(Coordinate annotation records)
-- BEGIN --
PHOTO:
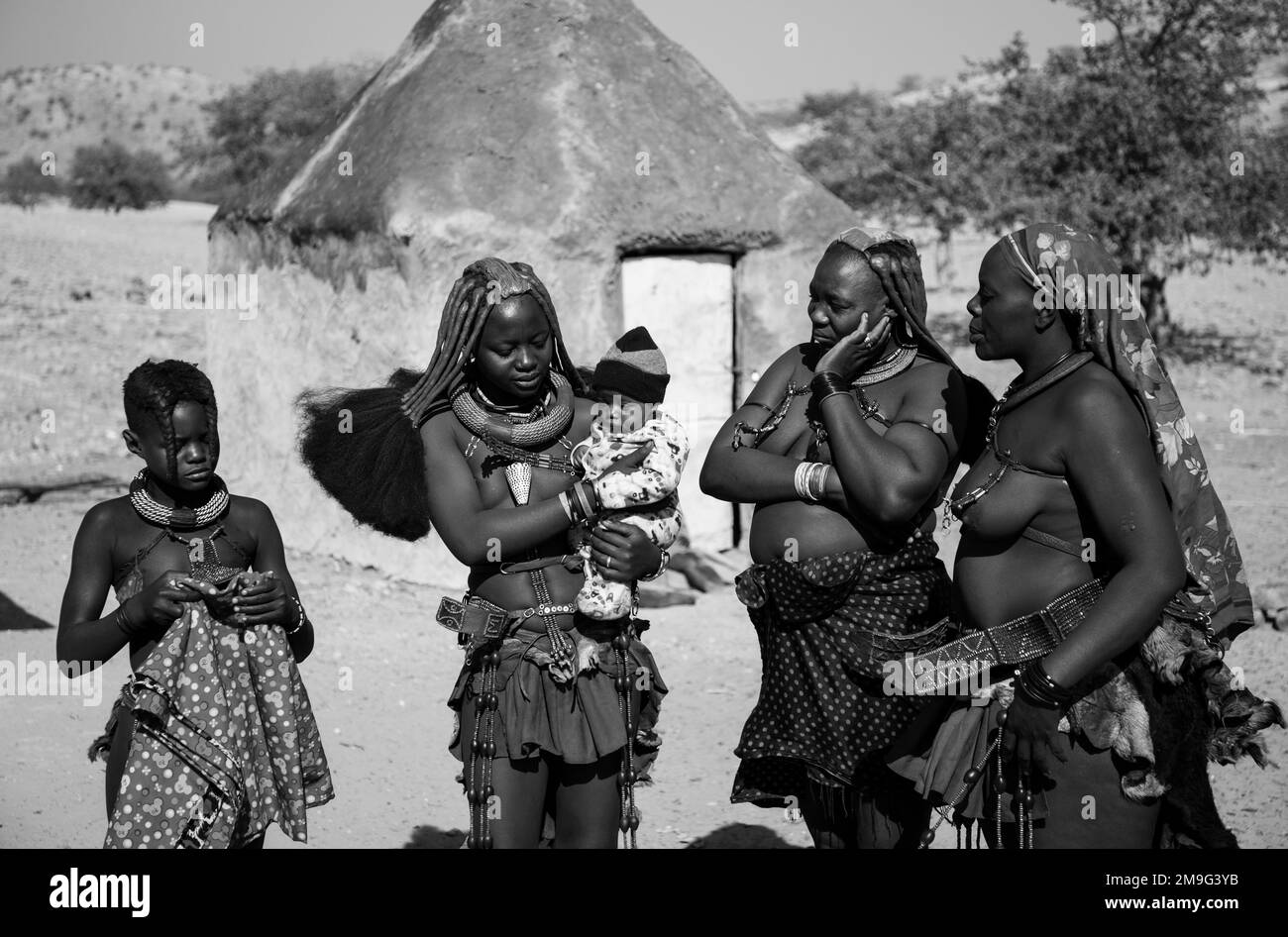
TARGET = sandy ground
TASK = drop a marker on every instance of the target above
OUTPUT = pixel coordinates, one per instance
(381, 670)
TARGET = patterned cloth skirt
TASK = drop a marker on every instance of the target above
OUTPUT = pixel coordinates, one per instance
(579, 721)
(827, 626)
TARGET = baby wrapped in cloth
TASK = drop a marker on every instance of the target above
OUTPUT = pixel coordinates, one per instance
(630, 383)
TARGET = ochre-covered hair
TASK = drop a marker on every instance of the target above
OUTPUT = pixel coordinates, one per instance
(151, 392)
(364, 446)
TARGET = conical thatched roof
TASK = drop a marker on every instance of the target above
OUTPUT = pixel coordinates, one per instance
(541, 132)
(501, 129)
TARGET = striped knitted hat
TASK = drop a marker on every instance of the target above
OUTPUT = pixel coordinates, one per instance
(634, 366)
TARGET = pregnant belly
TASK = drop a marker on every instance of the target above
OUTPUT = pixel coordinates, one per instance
(996, 584)
(795, 531)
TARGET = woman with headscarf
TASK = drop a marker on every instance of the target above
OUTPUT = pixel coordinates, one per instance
(554, 710)
(1098, 568)
(845, 446)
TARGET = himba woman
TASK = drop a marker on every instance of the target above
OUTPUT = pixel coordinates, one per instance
(1091, 503)
(845, 446)
(477, 447)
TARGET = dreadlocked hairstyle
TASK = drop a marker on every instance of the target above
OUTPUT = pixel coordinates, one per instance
(154, 389)
(364, 446)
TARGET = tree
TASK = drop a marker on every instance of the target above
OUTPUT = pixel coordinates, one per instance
(110, 176)
(26, 185)
(258, 124)
(1149, 139)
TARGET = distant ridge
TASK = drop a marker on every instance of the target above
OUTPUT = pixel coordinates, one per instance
(59, 108)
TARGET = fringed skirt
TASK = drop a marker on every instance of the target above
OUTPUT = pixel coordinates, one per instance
(579, 721)
(827, 626)
(1138, 739)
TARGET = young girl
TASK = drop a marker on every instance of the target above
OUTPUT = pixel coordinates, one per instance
(213, 738)
(478, 446)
-- END --
Reproduce all of the data above with "marker" replaced by "pin" everywhere it occurs, keeping everything else unchanged. Leave the pictures out of your answer.

_Task result_.
PHOTO:
TARGET = sandy ground
TASK = drop a pin on every instance of the target above
OUTPUT = pixel coordinates, one per instance
(381, 670)
TARGET = patterned cloth skirt
TASK = drop a pin on every instance of the target above
OUTPUT = pixel coordinates, one per instance
(579, 721)
(827, 626)
TARGET = baby wrapped in cloth
TASK = drop a pin on every instance of the target above
OUTPUT = pixel coordinates, one per instance
(630, 383)
TARGET = ochre-covered hair
TASK = drop a pin on every instance of the target above
OUTPUT = pixel coordinates, one per instance
(151, 392)
(364, 446)
TARGET = conical thatched roof
TASK = drop a pin on every instance of the target above
OUTPUT = pixel coordinates, one per instance
(541, 132)
(501, 129)
TARGET = striped knitted hat
TASK = drop a pin on every instance of the target above
OUTPUT = pixel coordinates, one per instance
(634, 366)
TARGET = pregnant belly
TASK = drop a pin on every instance of the target above
OUTPUT = pixel coordinates, one per instance
(996, 584)
(795, 531)
TARGET = woman with headscarf
TASK = drop a pin on every instance of the target above
OUTPUT = pixel coordinates, one per instance
(554, 710)
(1098, 568)
(845, 446)
TARGET = himba woman
TASK = drop a pin on every instance of the target above
OUTPUT = pixel coordinates, one per instance
(1091, 503)
(845, 446)
(477, 447)
TARGET = dreadlocked hairstyle
TASK = drop a pin on every instance of the target above
OUTPUT = pixel coordinates, one per instance
(154, 389)
(364, 446)
TARGET = tree
TASK = drop a pin on every instance of the target above
OUTPUT = pixel coordinates, one per instance
(110, 176)
(26, 185)
(258, 124)
(1149, 139)
TARGET = distant ridge
TASK = drop a pin on every instance of the target above
OUTPUT = pixel coordinates, one per instance
(59, 108)
TARGET = fringed skirt
TASK = drop a pin on every instance of the target above
OUTPUT = pixel coordinates, one per instance
(579, 721)
(827, 626)
(1138, 739)
TARGET = young girl
TASK = drop a pin on every instance of the target above
OUTPUT = pixel coordinates, one per instance
(213, 738)
(478, 446)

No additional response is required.